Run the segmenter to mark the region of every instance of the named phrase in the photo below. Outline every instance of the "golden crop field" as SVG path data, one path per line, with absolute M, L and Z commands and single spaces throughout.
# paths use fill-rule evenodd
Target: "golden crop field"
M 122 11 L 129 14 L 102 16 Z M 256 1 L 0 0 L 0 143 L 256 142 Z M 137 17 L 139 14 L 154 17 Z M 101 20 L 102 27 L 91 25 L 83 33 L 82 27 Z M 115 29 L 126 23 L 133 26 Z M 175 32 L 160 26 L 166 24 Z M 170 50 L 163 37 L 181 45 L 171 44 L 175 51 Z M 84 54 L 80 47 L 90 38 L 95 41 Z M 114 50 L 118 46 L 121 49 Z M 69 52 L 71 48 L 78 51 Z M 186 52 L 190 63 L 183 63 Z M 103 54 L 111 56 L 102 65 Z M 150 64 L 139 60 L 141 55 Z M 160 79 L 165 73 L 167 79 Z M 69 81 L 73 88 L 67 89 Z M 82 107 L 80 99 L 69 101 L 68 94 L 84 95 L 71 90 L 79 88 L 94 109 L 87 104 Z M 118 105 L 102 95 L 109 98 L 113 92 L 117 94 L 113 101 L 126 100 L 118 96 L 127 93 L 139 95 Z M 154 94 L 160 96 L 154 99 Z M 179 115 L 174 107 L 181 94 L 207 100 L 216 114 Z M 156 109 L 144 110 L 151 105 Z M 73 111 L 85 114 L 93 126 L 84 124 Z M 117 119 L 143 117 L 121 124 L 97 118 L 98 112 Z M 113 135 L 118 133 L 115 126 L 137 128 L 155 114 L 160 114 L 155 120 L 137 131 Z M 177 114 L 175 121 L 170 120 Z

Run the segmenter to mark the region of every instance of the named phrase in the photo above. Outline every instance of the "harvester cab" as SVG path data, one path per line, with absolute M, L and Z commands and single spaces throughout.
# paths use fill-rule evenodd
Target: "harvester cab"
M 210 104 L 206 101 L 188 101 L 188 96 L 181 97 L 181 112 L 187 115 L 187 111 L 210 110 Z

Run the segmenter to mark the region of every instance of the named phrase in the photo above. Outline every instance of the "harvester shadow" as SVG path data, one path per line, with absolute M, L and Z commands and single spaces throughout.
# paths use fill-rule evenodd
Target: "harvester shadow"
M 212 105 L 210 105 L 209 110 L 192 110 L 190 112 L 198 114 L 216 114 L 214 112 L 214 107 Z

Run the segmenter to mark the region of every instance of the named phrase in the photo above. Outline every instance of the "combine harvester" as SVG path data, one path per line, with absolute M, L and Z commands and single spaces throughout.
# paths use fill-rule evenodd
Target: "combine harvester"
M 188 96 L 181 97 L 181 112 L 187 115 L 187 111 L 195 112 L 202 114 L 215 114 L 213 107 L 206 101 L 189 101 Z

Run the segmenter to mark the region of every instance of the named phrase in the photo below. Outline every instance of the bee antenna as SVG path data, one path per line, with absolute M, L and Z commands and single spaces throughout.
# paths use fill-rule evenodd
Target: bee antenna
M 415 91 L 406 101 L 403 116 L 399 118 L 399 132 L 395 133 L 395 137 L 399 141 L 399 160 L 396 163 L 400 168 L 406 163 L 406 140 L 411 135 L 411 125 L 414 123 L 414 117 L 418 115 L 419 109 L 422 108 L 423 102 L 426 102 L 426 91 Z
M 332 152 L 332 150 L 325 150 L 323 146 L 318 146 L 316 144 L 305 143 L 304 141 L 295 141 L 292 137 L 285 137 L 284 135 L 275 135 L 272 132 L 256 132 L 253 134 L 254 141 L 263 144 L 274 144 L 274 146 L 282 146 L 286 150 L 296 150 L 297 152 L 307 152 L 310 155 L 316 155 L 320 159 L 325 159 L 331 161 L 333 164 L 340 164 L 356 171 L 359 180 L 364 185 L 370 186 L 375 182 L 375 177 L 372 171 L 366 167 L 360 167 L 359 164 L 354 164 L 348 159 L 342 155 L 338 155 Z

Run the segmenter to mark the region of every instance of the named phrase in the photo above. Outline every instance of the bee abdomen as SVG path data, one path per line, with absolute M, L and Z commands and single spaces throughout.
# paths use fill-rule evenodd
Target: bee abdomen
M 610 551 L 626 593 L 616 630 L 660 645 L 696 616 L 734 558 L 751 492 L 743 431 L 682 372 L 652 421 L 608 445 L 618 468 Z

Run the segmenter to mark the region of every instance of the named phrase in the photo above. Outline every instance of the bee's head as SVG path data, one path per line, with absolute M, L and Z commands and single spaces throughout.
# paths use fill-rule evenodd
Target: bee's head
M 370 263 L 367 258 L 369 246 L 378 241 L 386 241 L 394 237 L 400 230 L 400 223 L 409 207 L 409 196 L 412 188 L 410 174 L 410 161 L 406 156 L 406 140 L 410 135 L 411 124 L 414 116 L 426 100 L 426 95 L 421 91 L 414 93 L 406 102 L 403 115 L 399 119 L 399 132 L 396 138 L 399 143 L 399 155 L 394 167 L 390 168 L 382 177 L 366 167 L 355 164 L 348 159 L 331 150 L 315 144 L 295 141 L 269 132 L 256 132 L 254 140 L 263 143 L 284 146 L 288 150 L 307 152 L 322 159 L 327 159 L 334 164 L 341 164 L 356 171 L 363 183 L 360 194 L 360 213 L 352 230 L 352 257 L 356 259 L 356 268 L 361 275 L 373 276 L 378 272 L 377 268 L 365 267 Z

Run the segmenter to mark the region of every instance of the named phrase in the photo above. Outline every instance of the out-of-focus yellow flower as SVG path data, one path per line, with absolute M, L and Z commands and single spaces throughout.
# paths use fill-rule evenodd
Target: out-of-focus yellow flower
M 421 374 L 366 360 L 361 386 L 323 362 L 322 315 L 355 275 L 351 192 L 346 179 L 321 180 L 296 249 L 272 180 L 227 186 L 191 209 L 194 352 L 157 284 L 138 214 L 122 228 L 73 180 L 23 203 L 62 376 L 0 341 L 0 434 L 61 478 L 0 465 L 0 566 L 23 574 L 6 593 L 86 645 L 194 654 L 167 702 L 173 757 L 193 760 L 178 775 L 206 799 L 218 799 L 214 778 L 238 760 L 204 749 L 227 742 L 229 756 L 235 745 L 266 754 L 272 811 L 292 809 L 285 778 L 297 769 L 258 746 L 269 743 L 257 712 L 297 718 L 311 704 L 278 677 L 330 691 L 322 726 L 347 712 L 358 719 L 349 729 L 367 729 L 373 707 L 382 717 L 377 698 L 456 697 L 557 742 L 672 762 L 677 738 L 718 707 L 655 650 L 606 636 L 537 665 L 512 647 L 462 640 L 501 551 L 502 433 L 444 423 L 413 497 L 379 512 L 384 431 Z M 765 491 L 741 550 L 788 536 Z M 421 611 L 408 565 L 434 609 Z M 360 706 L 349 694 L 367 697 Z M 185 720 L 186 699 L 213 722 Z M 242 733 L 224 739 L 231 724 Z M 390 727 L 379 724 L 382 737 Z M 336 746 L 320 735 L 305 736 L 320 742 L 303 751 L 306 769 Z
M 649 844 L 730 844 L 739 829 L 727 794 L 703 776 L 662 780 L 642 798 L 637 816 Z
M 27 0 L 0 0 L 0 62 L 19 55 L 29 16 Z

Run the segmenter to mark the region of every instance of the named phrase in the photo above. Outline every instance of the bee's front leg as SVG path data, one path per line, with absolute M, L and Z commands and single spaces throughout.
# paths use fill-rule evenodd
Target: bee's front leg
━━━━━━━━━━━━━━━━━━━━
◆ Work required
Express all of the records above as a Markdown table with two columns, Row for the row number and Text for the line, leaving out blank lines.

◆ Answer in full
| Row | Text |
|---|---|
| 1 | Run the segmenter to mark the region of every instance of the named phrase in the photo below. Outline every instance of the "golden crop field" as SVG path data, one path per line, with absolute M, L and Z commands and single spaces throughout. |
| 2 | # paths use fill-rule evenodd |
| 3 | Target: "golden crop field" |
| 4 | M 122 11 L 129 14 L 102 16 Z M 256 1 L 0 0 L 0 143 L 256 142 Z M 137 17 L 139 14 L 154 17 Z M 101 20 L 102 27 L 91 25 L 83 33 L 82 27 Z M 115 29 L 126 23 L 133 26 Z M 175 32 L 160 26 L 166 24 Z M 170 50 L 163 37 L 181 45 L 171 44 L 175 51 Z M 84 54 L 80 47 L 90 38 L 95 41 Z M 114 50 L 118 46 L 121 49 Z M 69 52 L 71 48 L 78 51 Z M 186 52 L 190 63 L 183 63 Z M 103 54 L 111 56 L 102 65 Z M 150 64 L 139 60 L 141 55 Z M 160 79 L 165 73 L 167 79 Z M 69 81 L 73 88 L 67 89 Z M 82 107 L 80 99 L 69 101 L 68 94 L 84 95 L 71 90 L 79 88 L 94 109 L 87 104 Z M 118 105 L 102 95 L 109 98 L 113 92 L 117 94 L 113 101 L 126 100 L 118 96 L 127 93 L 139 95 Z M 154 94 L 160 96 L 154 99 Z M 179 115 L 174 107 L 181 94 L 207 100 L 216 114 Z M 156 109 L 144 110 L 151 105 Z M 73 111 L 85 114 L 93 126 L 84 124 Z M 117 119 L 143 117 L 121 124 L 97 118 L 98 112 Z M 113 135 L 118 133 L 115 126 L 137 128 L 155 114 L 160 114 L 155 120 L 137 131 Z M 177 114 L 175 121 L 170 120 Z |
| 5 | Run the segmenter to mark the region of every instance of the named phrase in the photo above. Outline every instance of the "harvester cab" as SVG path data, one path per line, with absolute M, L and Z commands and single spaces throughout. |
| 6 | # paths use fill-rule evenodd |
| 7 | Target: "harvester cab" |
| 8 | M 210 104 L 206 101 L 188 101 L 188 96 L 181 97 L 181 112 L 187 115 L 187 111 L 210 110 Z |
| 9 | Run the segmenter to mark the region of every instance of the named phrase in the photo above. Outline every instance of the "harvester shadow" as SVG path data, one path per line, with absolute M, L and Z commands and single spaces throughout. |
| 10 | # paths use fill-rule evenodd |
| 11 | Target: "harvester shadow" |
| 12 | M 212 105 L 210 105 L 209 110 L 192 110 L 190 112 L 198 114 L 216 114 L 214 112 L 214 107 Z |
| 13 | Run the segmenter to mark the region of every instance of the named phrase in the photo above. Outline every instance of the "combine harvester" as SVG path data, one path per line, with absolute M, L and Z commands and single spaces throughout. |
| 14 | # paths use fill-rule evenodd |
| 15 | Target: "combine harvester" |
| 16 | M 188 96 L 181 97 L 181 112 L 187 115 L 187 111 L 195 112 L 202 114 L 215 114 L 213 107 L 206 101 L 189 101 Z |
| 17 | Run the segmenter to mark the region of every instance of the named phrase in the photo below. Outline every instance of the bee antenna as SVG path data, one path per line, with absolute M, L and Z commands and single spaces throughout. |
| 18 | # paths use fill-rule evenodd |
| 19 | Target: bee antenna |
| 20 | M 415 91 L 406 101 L 403 116 L 399 118 L 399 132 L 395 133 L 395 137 L 399 141 L 399 160 L 396 163 L 400 168 L 406 163 L 406 140 L 411 135 L 411 125 L 414 123 L 414 117 L 418 115 L 419 109 L 422 108 L 423 102 L 426 102 L 426 91 Z |
| 21 | M 332 152 L 332 150 L 325 150 L 323 146 L 318 146 L 316 144 L 305 143 L 304 141 L 295 141 L 292 137 L 285 137 L 284 135 L 275 135 L 272 132 L 256 132 L 253 134 L 254 141 L 263 144 L 274 144 L 274 146 L 282 146 L 286 150 L 296 150 L 297 152 L 307 152 L 310 155 L 316 155 L 320 159 L 325 159 L 331 161 L 333 164 L 340 164 L 356 171 L 359 180 L 364 185 L 370 186 L 375 182 L 375 177 L 372 171 L 366 167 L 360 167 L 359 164 L 354 164 L 348 159 L 342 155 L 338 155 Z |
| 22 | Run the segmenter to mark the region of every instance of the named phrase in the photo above. Outline every instance of the bee abdomen as SVG path data, one path per line, with absolute M, L and Z commands and single spaces throughout. |
| 23 | # paths use fill-rule evenodd |
| 24 | Target: bee abdomen |
| 25 | M 610 551 L 626 593 L 616 630 L 660 645 L 696 616 L 734 558 L 751 492 L 743 431 L 682 372 L 652 421 L 608 445 L 618 468 Z |
| 26 | Run the segmenter to mark the region of every instance of the named phrase in the photo above. Outline every instance of the bee's head as SVG path data, one path per line, with absolute M, L and Z commands and single spaces throughout. |
| 27 | # paths use fill-rule evenodd |
| 28 | Target: bee's head |
| 29 | M 370 263 L 367 258 L 369 246 L 378 241 L 386 241 L 394 237 L 400 230 L 400 223 L 409 207 L 409 196 L 412 188 L 410 174 L 410 161 L 406 156 L 406 140 L 410 135 L 411 124 L 414 116 L 426 100 L 426 95 L 421 91 L 414 93 L 406 102 L 403 115 L 399 119 L 399 132 L 396 138 L 399 143 L 399 155 L 394 167 L 390 168 L 382 177 L 366 167 L 355 164 L 348 159 L 331 150 L 315 144 L 295 141 L 269 132 L 256 132 L 254 140 L 263 143 L 284 146 L 288 150 L 307 152 L 322 159 L 327 159 L 334 164 L 341 164 L 356 171 L 363 183 L 360 194 L 360 213 L 352 230 L 352 257 L 356 259 L 356 268 L 361 275 L 373 276 L 378 272 L 377 268 L 365 267 Z |
| 30 | Run the segmenter to mark the region of every instance of the named phrase in the photo above. Outline every instance of the out-of-focus yellow flower as SVG path data, one path per line, with absolute M, L and Z commands and single spaces throughout. |
| 31 | # paths use fill-rule evenodd |
| 32 | Target: out-of-focus yellow flower |
| 33 | M 421 374 L 366 360 L 361 386 L 323 362 L 322 315 L 355 275 L 351 192 L 346 179 L 321 180 L 296 249 L 272 180 L 227 186 L 191 209 L 194 352 L 157 284 L 138 214 L 122 228 L 73 180 L 23 203 L 62 376 L 0 341 L 0 434 L 61 478 L 0 465 L 0 566 L 23 574 L 6 593 L 86 645 L 194 654 L 167 702 L 173 757 L 193 760 L 178 775 L 206 799 L 218 799 L 214 778 L 238 760 L 204 749 L 227 742 L 229 756 L 235 745 L 266 754 L 272 811 L 292 809 L 285 778 L 297 769 L 258 746 L 269 743 L 257 712 L 297 718 L 311 704 L 278 677 L 330 691 L 322 726 L 347 712 L 358 719 L 349 729 L 367 729 L 373 707 L 382 717 L 377 698 L 456 697 L 557 742 L 672 762 L 677 738 L 718 707 L 655 650 L 606 636 L 537 665 L 512 647 L 462 640 L 501 551 L 502 433 L 444 423 L 413 497 L 379 512 L 384 431 Z M 765 491 L 741 550 L 788 536 Z M 421 611 L 408 565 L 434 609 Z M 360 706 L 349 694 L 367 697 Z M 185 720 L 186 699 L 213 722 Z M 242 733 L 224 739 L 231 724 Z M 390 727 L 379 724 L 382 737 Z M 336 746 L 320 735 L 305 736 L 320 742 L 303 751 L 306 769 Z |
| 34 | M 649 844 L 730 844 L 739 829 L 727 794 L 703 776 L 662 780 L 642 798 L 637 816 Z |
| 35 | M 27 0 L 0 0 L 0 62 L 19 55 L 29 16 Z |
| 36 | Run the segmenter to mark the region of every instance of the named phrase in the photo above. Outline every instance of the bee's front leg as SVG path data, one path per line, with absolute M, L and Z commands and single spaces throughout. |
| 37 | # paths use fill-rule evenodd |
| 38 | Target: bee's front leg |